> **DOCUMENT SECTION**:

*** Block opens ***

Today Bertie and I got up early (for us) around 7:30, but went back to sleep for a few hours.  Once we were awake, he didn't want to be put down.  I think I got him to sleep for an hour at one point.  Eventually I put him in the Mai-tai.  He slept for 3 hours, and I got some house work done.

I fed him at 3ish, and then took him to Aaron's folks' house.  They watched him so I could run to the bank, and post office.  Normally I'd just bring him along, but with him wanting to be held all the time, it's a lot of in and out of the car seat.  But they were happy to watch him, and I was happy to have a break.  He was still happy (sleeping) when I got back, so I left him, and did the dishes and put some laundry away.

Aaron came home, we ate, and Bertie went back in the Mai-tai.  We got ready to go on a walk with the dogs.  They get really excited when it's walk time.  And as I was bending over to get my sweater, Fiona jumped up and scratched Bertram across his forehead and the top of his head.  (She wasn't trying to hurt him, or even be near him, she's just a dumb excitable dog).  He woke up and cried.  I cried.  He was ok (I even called and woke up my mom to back sure I didn't give him brain damage).  We went on our walk.

 When we got back he started getting fussy, so I gave him a bath.  Often, the bath will back him really mad, but today I propped his head up on a towel and he was pretty happy.  And he didn't have a screaming period.  And he went down to sleep really easily (in the bassinet, but that's ok).

*** Block closes ***

> **Data collection records**:
*** Block opens ***

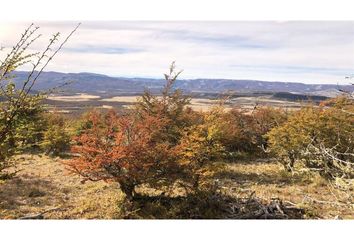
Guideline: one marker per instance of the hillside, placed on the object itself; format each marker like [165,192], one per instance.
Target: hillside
[105,85]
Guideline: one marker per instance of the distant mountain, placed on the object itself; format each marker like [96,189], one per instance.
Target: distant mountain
[105,85]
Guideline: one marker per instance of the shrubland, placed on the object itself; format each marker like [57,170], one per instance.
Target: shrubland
[163,155]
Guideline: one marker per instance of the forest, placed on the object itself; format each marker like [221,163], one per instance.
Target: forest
[161,159]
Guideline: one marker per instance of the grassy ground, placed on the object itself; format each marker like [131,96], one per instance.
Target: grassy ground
[43,184]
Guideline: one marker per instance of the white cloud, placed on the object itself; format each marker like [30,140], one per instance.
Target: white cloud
[310,52]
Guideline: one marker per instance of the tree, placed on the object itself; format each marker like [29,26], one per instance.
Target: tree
[56,139]
[135,148]
[20,107]
[320,137]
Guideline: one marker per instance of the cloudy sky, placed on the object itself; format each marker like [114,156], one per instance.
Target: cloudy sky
[309,52]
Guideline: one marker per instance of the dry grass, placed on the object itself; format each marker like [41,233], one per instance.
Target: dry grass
[81,97]
[42,183]
[305,190]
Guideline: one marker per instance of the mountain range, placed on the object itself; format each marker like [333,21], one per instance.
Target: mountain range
[105,85]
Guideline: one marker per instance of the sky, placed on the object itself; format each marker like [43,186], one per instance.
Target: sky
[308,52]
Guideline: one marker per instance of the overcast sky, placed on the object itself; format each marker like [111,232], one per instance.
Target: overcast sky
[309,52]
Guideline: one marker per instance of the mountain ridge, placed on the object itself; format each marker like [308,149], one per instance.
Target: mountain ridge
[86,82]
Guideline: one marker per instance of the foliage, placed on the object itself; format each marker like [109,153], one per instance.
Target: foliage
[56,139]
[20,107]
[320,137]
[159,143]
[200,149]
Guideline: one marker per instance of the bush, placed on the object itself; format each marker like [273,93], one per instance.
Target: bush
[56,139]
[322,138]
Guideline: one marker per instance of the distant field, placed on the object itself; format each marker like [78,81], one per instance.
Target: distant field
[80,102]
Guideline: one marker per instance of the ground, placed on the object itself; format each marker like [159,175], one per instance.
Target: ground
[43,185]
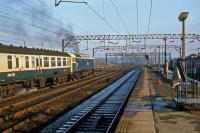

*** Block closes ***

> **USING THE INFORMATION**:
1/ In the diary entry about the day with Bertie, how long did Bertie sleep the first time he was put in the Mai-tai?
2/ Please continue the diary entry about the day with Bertie, starting after its final sentence.

> **RESULTS OF THE EXERCISE**:
1/ He slept for 3 hours.

2/
Body

I'm not crazy about my body right now.  I'm just slightly under 190 lbs (I think, I haven't weighed in a couple weeks).  Pre-pregnancy weight was about 164, which is high for me.  My goal is to be back at 140 (or under).  50 pound seems really daunting, especially when time to exercise doesn't often occur, and I'm so tired.  But I need to start.  I'm going to get the tires pumped up on the jogging stroller, and start the couch potato to 5k workout, and possibly throw in some weights too.

Bertie

He is 7 weeks today.  As of Tuesday he weighed 9.7lbs.  He's smiled a couple times.  His neck is getting really strong.  He likes to throw his head around when we hold him.  He's still a good sleeper when he sleeps.  He's spending a little more time awake.  And lately he's been spitting up, which is a new development.  We had his baby blessing at church on Sunday

Wednesday, April 2, 2014

All about Bertie (Mostly)

Time is flying by.  Bertie is over 7 lbs now.  I've mostly been letting him lead the feedings.  (We were told, once he was 8lbs, I could let him lead the feedings).  But, I've mostly been letting him do it, I still set the alarm at night. I think he should be pretty close the 8 by now.  He's gaining 1-2 oz per day.  I think on Saturday I'll stop setting the alarm.  Maybe he'll sleep 4-5 hours at a time.  We've been using bottles for expressed milk, and pacifiers on occasion.

Nursing has been going well.  No more pain, and he's getting lots to eat.

Bertram's witching hour is right when I want to go to bed.  He's really fussy starting around 10 or 11, and continues til 2.  He's been doing a little better the past couple nights.  We've been using gripe water and gas drops. He still ends up in bed with me at night, but usually after a feeding, where we both fall asleep.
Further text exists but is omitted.